Rows from an object pointing dataset:
────────────────

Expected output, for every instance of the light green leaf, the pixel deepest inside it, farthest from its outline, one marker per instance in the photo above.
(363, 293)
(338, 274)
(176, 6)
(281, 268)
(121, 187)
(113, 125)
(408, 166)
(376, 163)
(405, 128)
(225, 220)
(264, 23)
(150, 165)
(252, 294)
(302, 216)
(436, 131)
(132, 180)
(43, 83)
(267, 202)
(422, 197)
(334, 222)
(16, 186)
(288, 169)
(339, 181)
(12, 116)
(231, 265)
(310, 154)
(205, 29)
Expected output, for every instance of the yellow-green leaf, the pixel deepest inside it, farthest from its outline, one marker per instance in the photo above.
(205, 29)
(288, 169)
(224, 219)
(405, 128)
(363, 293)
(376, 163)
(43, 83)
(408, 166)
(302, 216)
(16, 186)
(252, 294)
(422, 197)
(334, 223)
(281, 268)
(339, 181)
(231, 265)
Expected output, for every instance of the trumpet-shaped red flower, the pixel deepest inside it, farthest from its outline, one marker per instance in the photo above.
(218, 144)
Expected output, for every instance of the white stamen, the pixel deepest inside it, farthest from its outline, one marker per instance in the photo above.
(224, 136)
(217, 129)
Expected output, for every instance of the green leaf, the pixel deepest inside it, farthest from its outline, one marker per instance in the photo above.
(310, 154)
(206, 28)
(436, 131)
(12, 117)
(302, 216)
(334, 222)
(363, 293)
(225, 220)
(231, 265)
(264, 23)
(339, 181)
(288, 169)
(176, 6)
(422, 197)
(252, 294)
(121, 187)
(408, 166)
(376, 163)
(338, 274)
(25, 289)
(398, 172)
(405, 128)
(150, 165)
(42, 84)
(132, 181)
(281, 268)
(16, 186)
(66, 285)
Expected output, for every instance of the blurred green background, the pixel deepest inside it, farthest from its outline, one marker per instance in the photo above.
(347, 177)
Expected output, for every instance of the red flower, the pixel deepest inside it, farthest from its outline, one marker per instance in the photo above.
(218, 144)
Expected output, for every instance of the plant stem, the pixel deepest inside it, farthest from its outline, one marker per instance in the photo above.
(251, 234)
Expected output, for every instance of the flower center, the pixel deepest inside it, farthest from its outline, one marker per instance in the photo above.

────────────────

Format everything from the line containing "Expected output, for every instance of the trumpet-shaped" down to the end of the records as a JSON list of strings, one string per line and with blank lines left out.

[
  "Expected output, for every instance of the trumpet-shaped red flower, the pixel deepest inside it, farthest from its outline, one marker per instance in the photo above.",
  "(218, 144)",
  "Expected output, for every instance of the white stamen, the pixel deepest inside it, farthest from its outline, one marker per instance in the photo above.",
  "(224, 136)",
  "(217, 129)",
  "Expected output, for every instance of the green leaf, the pixel deepest inside it, farthest from its outline, one marker per instance in the photo above.",
  "(310, 154)",
  "(206, 28)",
  "(436, 131)",
  "(12, 117)",
  "(302, 216)",
  "(334, 222)",
  "(363, 293)",
  "(225, 220)",
  "(231, 265)",
  "(264, 23)",
  "(339, 181)",
  "(288, 169)",
  "(176, 6)",
  "(422, 197)",
  "(252, 294)",
  "(121, 187)",
  "(408, 166)",
  "(376, 163)",
  "(338, 274)",
  "(25, 289)",
  "(398, 172)",
  "(405, 128)",
  "(150, 165)",
  "(42, 84)",
  "(132, 181)",
  "(281, 268)",
  "(16, 186)",
  "(66, 285)",
  "Expected output, for every instance of the blurred green background, the pixel deepest inside it, farthest from its outline, one marker per instance in the photo above.",
  "(347, 177)",
  "Expected output, for every instance of the red flower, the pixel deepest inside it, farthest from its outline, one marker per instance in the photo above.",
  "(218, 144)",
  "Expected output, for every instance of the plant stem, the pixel deepest inside it, farthest from its outline, one marker per instance in the photo above.",
  "(251, 234)",
  "Expected output, for every instance of the flower center, the pixel deepest inside it, farthest from its outline, one marker per instance in the photo above."
]